Work to be completed = Print the entries verbatim, leaving out the images they contain.

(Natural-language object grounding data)
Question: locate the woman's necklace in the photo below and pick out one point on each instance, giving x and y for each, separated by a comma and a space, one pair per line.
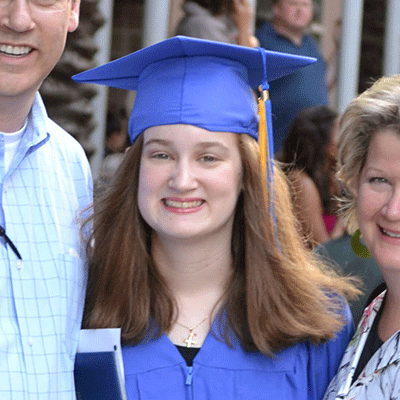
189, 341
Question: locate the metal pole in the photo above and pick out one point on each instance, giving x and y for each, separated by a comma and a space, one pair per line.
349, 62
391, 50
155, 21
103, 43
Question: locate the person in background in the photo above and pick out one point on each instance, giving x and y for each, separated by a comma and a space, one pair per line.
229, 21
116, 135
117, 141
287, 32
369, 167
340, 252
45, 183
195, 253
309, 154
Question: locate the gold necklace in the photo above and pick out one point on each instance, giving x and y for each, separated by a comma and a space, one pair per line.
189, 341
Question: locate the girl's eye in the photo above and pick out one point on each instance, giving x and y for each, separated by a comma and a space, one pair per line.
377, 180
160, 156
208, 158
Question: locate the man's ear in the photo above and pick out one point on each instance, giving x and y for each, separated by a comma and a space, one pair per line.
74, 7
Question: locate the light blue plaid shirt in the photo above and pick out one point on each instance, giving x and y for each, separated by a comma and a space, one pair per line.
42, 297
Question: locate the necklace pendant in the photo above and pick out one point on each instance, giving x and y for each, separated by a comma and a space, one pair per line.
189, 340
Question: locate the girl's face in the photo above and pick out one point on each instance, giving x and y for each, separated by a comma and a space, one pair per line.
378, 199
189, 181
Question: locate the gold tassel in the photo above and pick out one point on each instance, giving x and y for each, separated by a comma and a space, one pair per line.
263, 142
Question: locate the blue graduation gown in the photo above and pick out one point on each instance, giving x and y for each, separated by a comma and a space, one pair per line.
156, 370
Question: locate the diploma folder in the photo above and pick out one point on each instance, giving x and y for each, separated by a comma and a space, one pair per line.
98, 366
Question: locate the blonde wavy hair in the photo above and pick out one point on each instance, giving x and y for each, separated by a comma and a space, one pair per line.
375, 109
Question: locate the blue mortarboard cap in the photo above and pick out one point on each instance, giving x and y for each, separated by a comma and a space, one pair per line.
192, 81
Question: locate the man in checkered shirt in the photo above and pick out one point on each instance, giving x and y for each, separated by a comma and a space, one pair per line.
45, 183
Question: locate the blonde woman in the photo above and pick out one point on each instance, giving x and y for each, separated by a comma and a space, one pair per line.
369, 161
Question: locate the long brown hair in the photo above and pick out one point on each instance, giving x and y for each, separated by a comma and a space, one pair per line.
279, 293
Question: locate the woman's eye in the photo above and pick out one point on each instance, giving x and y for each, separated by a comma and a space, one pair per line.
377, 180
160, 156
208, 158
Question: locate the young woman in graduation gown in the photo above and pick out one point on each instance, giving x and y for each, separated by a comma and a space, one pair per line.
194, 252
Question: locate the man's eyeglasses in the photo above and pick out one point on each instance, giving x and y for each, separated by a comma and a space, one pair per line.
40, 5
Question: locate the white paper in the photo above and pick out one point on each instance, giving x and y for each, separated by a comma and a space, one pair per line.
99, 340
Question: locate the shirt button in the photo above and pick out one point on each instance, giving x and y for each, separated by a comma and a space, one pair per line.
72, 252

Problem solution =
Question: locate the woman's necklace in the photo below and pick out one point on each instance, giving x and y for each, separated by a comma and a space, one pair per line.
189, 341
Question: locate the metal pole in the photo above and pick out one point on each instance, giving x and y for each, separated by a comma and a space, one pair per line.
349, 62
391, 50
155, 21
103, 43
Question: locate the person in background in the photo above and pick out one point on each instance, giving x and y for each, separated by a comma and a space, one pair per line.
229, 21
116, 135
117, 141
287, 32
369, 167
340, 252
45, 183
195, 253
309, 154
Question: locate the gold necklace in the photo above and pick out one point on each instance, giving x and y for each, separated by a comma and a space, one pair per line.
189, 341
Question: locate the girl's eye in the photo above and pick out one point on each instance, giving x and y for each, separated by a comma and a space, one pair per line.
377, 180
160, 156
208, 158
Question: locate the man's ear in the photo above and pick out one point on each instance, giving x and y for each, separated by a comma and a space, one pair per line.
74, 7
Question: locate the light blue plaid shirt in the photo above and pick out one point on each instance, giving x and y for each, separated by a comma and a space, one pair per line.
42, 297
Question: locate the necklace pendant in the photo above and pick out one point on each instance, giving x and y for each, separated by a comma and a space, one pair per line.
189, 340
Question: locate the girl's face in the photo above and pick out one point on each instance, giving x and y for each, separated by a comma and a space, one pair per line.
378, 199
189, 181
Question: locate the gold tassel in the photo above and pick out one point on each instance, giving x and y for each, separated by a comma and a space, one pair per line.
263, 142
Question: locate the blue graduation gown in the photo above and pick out one point on each instance, giving x and y for each, separated by a comma and a space, one pair per line.
156, 370
Question: locate the diploma folder in the photo above and pick out one point on each instance, giving x and y for each, separated by a comma and a space, one pair per line.
98, 366
Question: locate the blonde wavy hair in the photo above and pick out one point on each instance, giving x and y for each, separated by a comma and a space, one pair per line.
375, 109
Question: locate the blue mortarboard cap in the photo above and pick out one point on each instance, giving x and y for each, separated by a comma and a space, one pair per line.
192, 81
Question: locate the man in checkered shirt in the photo above and pick out one point on each instance, giving x and y for each, separated by a comma and a space, one pair per line.
45, 183
Question: locate the blonde woman in the photo above and pick out one point on each instance, giving x and y for each, separated by a comma and a space, one pair per line.
369, 161
Question: locate the long brown hair in the photo above and pick out one point on each instance, giving x and y for each, separated by a comma and a space, one pair per line.
279, 293
Question: locate the woman's eye in the photo above and pick out one point on each instance, giving x and y for each, separated by a comma and a space, one pair per line.
377, 180
160, 156
208, 158
Question: locate the young woman in graduation gown in the photo above and pick out one point on each instance, giving x and y for each, separated by a comma and a space, one pair per line.
194, 252
Question: locate the man's eyeglasses in the photo above and pick out one point on each instance, giving x and y for each, separated by a comma and a space, one pair per line.
40, 5
Question: locate the white paper in the photo above and pick out one point on each instance, giving x and y for each, separated by a comma and a space, one pair per line.
99, 340
Question: locate the shirt button in the photo above and pick out one point on each instance, giving x and y for each, separated by a comma and a space, one pair per line.
72, 252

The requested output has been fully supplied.